** START Record set **

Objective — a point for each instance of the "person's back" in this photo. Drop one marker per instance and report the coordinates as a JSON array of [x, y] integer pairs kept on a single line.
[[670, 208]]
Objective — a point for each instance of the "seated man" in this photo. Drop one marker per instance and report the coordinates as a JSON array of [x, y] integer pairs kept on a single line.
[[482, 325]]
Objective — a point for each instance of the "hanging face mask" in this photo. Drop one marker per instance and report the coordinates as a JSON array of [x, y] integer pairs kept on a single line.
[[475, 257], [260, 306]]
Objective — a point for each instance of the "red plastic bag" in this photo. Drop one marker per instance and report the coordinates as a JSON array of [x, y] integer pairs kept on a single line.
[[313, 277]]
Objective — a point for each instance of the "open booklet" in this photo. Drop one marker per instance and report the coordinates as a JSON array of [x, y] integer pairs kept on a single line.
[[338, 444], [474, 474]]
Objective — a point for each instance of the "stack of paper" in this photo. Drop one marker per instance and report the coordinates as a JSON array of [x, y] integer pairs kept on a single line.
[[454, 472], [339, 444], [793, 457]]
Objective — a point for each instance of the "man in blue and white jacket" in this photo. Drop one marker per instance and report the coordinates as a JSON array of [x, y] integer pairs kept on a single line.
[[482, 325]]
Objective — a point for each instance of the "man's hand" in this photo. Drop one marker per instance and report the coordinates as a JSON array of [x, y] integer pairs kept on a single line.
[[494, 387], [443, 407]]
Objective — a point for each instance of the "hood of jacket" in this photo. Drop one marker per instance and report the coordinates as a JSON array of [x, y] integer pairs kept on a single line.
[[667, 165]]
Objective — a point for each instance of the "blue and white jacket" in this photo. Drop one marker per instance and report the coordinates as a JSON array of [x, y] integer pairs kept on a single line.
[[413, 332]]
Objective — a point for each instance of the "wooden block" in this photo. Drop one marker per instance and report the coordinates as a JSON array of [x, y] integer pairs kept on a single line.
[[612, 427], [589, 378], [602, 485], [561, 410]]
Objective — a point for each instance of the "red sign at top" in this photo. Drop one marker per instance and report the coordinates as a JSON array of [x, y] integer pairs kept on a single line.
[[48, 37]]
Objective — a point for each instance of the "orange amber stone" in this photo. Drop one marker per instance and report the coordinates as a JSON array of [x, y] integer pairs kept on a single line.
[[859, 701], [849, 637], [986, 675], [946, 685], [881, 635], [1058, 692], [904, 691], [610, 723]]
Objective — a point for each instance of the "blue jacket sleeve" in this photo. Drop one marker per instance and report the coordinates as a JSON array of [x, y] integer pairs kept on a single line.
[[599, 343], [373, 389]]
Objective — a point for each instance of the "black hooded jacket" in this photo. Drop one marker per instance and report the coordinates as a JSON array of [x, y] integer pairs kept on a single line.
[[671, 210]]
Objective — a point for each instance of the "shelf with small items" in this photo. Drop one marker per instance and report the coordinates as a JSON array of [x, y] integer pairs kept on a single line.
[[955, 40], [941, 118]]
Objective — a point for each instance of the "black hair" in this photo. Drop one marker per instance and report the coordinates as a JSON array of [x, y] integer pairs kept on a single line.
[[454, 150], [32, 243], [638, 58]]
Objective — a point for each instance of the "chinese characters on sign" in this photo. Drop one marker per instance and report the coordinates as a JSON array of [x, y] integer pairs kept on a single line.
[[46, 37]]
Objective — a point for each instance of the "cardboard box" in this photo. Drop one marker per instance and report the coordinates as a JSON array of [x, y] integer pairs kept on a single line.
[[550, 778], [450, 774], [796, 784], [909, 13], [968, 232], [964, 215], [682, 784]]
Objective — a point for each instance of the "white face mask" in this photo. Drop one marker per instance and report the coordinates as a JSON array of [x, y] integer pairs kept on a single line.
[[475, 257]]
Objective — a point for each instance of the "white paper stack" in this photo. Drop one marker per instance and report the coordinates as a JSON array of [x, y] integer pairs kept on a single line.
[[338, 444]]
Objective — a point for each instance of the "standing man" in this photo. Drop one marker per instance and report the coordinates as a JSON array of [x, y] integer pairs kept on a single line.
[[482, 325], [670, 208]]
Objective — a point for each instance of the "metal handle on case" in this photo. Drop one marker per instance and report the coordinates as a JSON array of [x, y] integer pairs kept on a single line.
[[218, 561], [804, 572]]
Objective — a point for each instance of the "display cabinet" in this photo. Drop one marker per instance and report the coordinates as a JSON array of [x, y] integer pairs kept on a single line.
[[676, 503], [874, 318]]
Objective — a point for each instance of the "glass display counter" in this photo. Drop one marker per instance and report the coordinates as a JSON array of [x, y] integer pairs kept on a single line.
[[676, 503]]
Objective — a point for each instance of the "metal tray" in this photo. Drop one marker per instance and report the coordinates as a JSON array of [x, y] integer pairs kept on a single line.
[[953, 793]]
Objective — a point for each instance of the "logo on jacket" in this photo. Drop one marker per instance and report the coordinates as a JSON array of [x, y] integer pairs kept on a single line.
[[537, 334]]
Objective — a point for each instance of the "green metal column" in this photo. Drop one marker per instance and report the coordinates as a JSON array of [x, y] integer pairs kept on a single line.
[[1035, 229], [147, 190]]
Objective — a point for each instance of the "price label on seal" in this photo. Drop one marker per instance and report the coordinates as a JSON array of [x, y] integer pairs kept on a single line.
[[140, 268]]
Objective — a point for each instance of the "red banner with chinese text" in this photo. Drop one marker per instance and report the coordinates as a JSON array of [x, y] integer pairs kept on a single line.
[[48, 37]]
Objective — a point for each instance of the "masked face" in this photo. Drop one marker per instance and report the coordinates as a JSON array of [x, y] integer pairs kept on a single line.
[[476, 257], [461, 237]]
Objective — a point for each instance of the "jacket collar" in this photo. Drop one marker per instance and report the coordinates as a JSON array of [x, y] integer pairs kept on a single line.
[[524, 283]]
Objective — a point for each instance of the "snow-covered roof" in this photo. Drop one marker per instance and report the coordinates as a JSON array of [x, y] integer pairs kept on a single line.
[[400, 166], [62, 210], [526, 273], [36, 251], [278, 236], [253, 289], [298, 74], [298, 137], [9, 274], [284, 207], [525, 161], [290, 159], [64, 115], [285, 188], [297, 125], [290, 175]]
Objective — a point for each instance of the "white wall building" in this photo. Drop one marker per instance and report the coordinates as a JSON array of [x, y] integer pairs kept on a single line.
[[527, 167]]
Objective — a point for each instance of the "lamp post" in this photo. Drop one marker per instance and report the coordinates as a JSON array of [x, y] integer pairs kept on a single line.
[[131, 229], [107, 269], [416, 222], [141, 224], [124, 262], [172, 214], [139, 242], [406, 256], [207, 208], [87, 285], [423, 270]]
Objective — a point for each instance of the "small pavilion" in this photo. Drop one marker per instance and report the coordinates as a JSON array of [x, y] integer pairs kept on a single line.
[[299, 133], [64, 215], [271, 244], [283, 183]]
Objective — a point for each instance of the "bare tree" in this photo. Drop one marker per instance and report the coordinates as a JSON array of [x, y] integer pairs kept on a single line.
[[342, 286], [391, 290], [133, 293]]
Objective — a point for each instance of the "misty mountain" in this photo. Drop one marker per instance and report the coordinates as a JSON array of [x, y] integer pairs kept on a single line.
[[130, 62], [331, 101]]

** END Record set **
** START Record set **

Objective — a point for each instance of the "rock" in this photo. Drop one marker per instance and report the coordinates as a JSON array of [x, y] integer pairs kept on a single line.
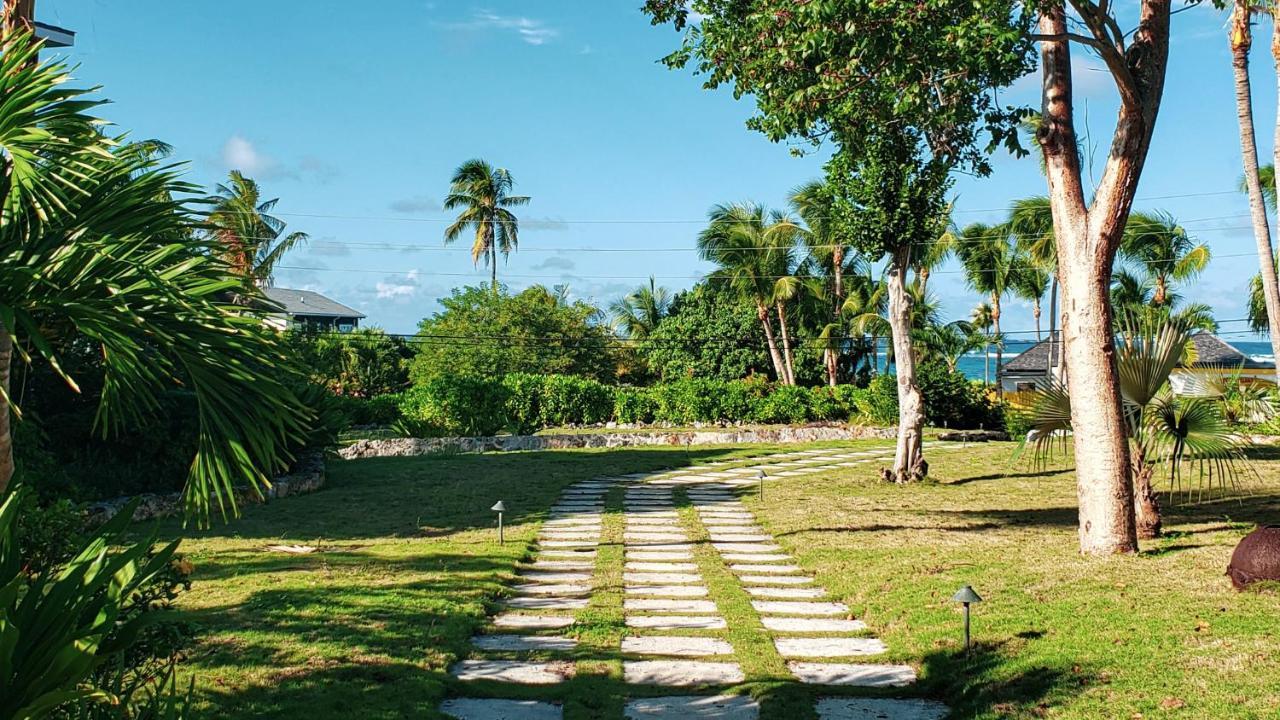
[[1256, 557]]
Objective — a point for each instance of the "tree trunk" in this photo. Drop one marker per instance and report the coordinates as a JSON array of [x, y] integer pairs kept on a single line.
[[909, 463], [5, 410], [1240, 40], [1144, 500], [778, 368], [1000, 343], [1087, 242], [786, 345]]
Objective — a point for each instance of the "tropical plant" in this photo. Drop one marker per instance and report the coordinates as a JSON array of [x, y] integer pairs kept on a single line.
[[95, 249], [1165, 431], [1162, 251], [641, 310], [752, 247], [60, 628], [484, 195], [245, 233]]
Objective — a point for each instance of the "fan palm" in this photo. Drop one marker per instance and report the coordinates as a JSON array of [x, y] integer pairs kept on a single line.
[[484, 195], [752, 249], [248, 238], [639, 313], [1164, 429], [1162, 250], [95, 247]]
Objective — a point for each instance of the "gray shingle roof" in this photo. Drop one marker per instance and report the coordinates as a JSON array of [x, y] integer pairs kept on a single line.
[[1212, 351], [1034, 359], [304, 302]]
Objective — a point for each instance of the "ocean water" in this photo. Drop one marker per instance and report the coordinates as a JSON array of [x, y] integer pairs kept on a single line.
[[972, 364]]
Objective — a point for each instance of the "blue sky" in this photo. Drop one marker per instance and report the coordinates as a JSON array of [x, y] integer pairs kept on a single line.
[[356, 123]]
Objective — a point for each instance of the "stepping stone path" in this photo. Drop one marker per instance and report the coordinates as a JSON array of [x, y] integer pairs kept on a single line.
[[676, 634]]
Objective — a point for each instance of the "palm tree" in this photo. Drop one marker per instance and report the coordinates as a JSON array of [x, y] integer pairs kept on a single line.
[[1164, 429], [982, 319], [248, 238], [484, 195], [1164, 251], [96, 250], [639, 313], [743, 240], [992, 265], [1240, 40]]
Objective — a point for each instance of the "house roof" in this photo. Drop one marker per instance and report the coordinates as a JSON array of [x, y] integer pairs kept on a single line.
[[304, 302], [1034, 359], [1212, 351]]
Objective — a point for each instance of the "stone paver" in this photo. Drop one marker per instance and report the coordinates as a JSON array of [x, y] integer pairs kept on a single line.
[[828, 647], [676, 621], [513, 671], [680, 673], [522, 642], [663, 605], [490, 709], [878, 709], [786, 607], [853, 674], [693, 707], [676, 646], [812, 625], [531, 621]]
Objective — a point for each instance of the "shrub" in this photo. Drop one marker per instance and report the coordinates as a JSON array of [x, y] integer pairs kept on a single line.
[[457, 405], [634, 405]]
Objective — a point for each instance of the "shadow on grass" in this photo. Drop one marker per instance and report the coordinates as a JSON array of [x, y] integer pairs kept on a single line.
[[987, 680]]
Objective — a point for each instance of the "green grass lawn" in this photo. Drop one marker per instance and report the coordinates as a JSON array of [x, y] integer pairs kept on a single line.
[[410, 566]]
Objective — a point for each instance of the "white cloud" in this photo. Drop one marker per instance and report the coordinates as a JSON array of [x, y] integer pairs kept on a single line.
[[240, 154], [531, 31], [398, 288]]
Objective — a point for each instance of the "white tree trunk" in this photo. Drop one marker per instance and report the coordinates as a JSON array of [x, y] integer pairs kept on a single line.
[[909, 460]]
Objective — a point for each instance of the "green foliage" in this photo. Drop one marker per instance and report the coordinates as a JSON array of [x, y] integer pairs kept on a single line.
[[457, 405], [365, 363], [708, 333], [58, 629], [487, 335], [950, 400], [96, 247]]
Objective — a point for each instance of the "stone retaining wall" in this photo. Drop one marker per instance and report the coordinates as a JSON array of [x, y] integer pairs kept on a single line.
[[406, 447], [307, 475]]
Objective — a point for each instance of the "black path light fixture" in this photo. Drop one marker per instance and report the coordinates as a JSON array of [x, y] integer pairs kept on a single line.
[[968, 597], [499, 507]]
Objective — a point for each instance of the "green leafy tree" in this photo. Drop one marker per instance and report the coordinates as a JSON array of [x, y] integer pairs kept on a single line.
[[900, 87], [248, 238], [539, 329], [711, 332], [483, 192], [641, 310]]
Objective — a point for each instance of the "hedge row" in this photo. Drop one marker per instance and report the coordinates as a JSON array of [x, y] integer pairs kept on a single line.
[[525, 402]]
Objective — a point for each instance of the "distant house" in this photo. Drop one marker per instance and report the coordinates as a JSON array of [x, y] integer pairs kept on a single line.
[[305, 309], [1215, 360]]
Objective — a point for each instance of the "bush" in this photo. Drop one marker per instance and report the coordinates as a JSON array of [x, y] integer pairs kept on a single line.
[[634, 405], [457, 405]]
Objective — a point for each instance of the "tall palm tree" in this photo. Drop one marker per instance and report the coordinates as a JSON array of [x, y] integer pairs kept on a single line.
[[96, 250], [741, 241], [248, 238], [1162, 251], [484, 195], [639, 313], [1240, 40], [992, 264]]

** END Record set **

Problem requirements:
Please pull out every line of the material above that contains the string "sign", treating uppercase and lowercase as different.

Task solution:
Objective — a point for each instance of the "red sign at top" in this photo. Drop one marker per instance and report the coordinates as a JSON array of [x, y] integer pairs kept on a single line.
Objective — a point for each instance of the "chinese characters on sign" in this photo. Drop one marker per instance and report the coordinates as a JSON array of [x, y] integer pairs kept on a single line.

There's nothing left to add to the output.